# start of Task data

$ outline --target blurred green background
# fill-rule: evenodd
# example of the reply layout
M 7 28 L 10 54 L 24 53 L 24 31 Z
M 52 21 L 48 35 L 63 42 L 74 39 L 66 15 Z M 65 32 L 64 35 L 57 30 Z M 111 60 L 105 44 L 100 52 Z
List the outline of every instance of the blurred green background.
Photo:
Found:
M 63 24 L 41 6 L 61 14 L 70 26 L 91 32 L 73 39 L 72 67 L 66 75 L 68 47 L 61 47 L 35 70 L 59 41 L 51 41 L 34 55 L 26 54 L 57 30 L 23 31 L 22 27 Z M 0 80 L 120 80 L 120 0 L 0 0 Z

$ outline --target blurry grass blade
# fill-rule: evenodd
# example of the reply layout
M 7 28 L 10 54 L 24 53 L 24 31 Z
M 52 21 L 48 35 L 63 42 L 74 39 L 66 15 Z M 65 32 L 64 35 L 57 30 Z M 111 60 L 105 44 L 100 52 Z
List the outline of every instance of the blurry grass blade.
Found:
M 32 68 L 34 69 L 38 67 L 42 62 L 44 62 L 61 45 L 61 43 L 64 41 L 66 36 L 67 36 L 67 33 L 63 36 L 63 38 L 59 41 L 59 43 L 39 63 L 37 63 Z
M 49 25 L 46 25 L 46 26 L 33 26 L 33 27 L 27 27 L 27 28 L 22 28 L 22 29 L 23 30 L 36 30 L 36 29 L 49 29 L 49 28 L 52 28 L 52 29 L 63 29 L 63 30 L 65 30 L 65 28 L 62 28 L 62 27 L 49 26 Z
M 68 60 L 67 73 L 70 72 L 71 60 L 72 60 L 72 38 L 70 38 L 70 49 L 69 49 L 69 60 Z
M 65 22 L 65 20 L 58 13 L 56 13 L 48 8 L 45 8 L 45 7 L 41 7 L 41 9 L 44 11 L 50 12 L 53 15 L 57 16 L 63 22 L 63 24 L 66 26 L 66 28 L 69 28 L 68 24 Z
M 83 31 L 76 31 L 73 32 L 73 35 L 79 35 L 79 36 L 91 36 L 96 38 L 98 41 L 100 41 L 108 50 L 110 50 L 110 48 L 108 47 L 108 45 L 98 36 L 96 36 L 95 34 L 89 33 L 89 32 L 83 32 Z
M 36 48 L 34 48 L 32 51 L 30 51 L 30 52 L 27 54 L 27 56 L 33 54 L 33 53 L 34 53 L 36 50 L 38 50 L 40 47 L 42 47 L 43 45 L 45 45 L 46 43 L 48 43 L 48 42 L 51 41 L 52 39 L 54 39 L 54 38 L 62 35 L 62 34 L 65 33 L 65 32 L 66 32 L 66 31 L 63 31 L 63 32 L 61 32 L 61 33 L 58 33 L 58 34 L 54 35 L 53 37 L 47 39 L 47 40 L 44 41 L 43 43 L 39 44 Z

# end of Task data

# Task goal
Reproduce all of the records above word for word, changing nothing.

# In response
$ outline --target blurred green background
# fill-rule: evenodd
# example of the reply layout
M 7 28 L 10 54 L 24 53 L 24 31 Z
M 52 21 L 48 35 L 63 42 L 74 39 L 66 15 Z M 65 32 L 64 35 L 57 30 Z M 111 60 L 105 44 L 100 52 Z
List the outline of every instance of the blurred green background.
Photo:
Found:
M 63 24 L 41 6 L 61 14 L 70 26 L 91 32 L 73 39 L 72 67 L 66 75 L 68 47 L 61 47 L 35 70 L 59 41 L 51 41 L 34 55 L 26 54 L 57 30 L 23 31 L 22 27 Z M 0 80 L 120 80 L 120 0 L 0 0 Z

$ outline --target blurry grass blade
# fill-rule: evenodd
# example of the reply layout
M 7 28 L 10 54 L 24 53 L 24 31 Z
M 52 21 L 48 35 L 63 42 L 74 39 L 66 15 Z M 65 32 L 64 35 L 57 30 Z M 111 60 L 105 44 L 100 52 Z
List the outline of every instance of the blurry grass blade.
Found:
M 32 68 L 34 69 L 38 67 L 42 62 L 44 62 L 61 45 L 61 43 L 64 41 L 66 36 L 67 36 L 67 33 L 63 36 L 63 38 L 59 41 L 59 43 L 39 63 L 37 63 Z
M 49 25 L 46 25 L 46 26 L 33 26 L 33 27 L 27 27 L 27 28 L 22 28 L 22 29 L 23 30 L 36 30 L 36 29 L 49 29 L 49 28 L 52 28 L 52 29 L 63 29 L 63 30 L 65 30 L 65 28 L 62 28 L 62 27 L 49 26 Z
M 68 60 L 67 73 L 70 72 L 71 60 L 72 60 L 72 38 L 70 38 L 70 49 L 69 49 L 69 60 Z
M 65 22 L 65 20 L 58 13 L 56 13 L 48 8 L 45 8 L 45 7 L 41 7 L 41 9 L 44 11 L 50 12 L 53 15 L 57 16 L 63 22 L 63 24 L 66 26 L 66 28 L 69 28 L 68 24 Z
M 83 31 L 76 31 L 73 32 L 73 35 L 79 35 L 79 36 L 91 36 L 96 38 L 98 41 L 100 41 L 108 50 L 110 50 L 110 48 L 108 47 L 108 45 L 98 36 L 96 36 L 95 34 L 89 33 L 89 32 L 83 32 Z
M 36 48 L 34 48 L 32 51 L 30 51 L 30 52 L 27 54 L 27 56 L 33 54 L 33 53 L 34 53 L 36 50 L 38 50 L 40 47 L 42 47 L 43 45 L 45 45 L 46 43 L 48 43 L 48 42 L 51 41 L 52 39 L 54 39 L 54 38 L 62 35 L 62 34 L 65 33 L 65 32 L 66 32 L 66 31 L 63 31 L 63 32 L 61 32 L 61 33 L 58 33 L 58 34 L 54 35 L 53 37 L 47 39 L 47 40 L 44 41 L 43 43 L 39 44 Z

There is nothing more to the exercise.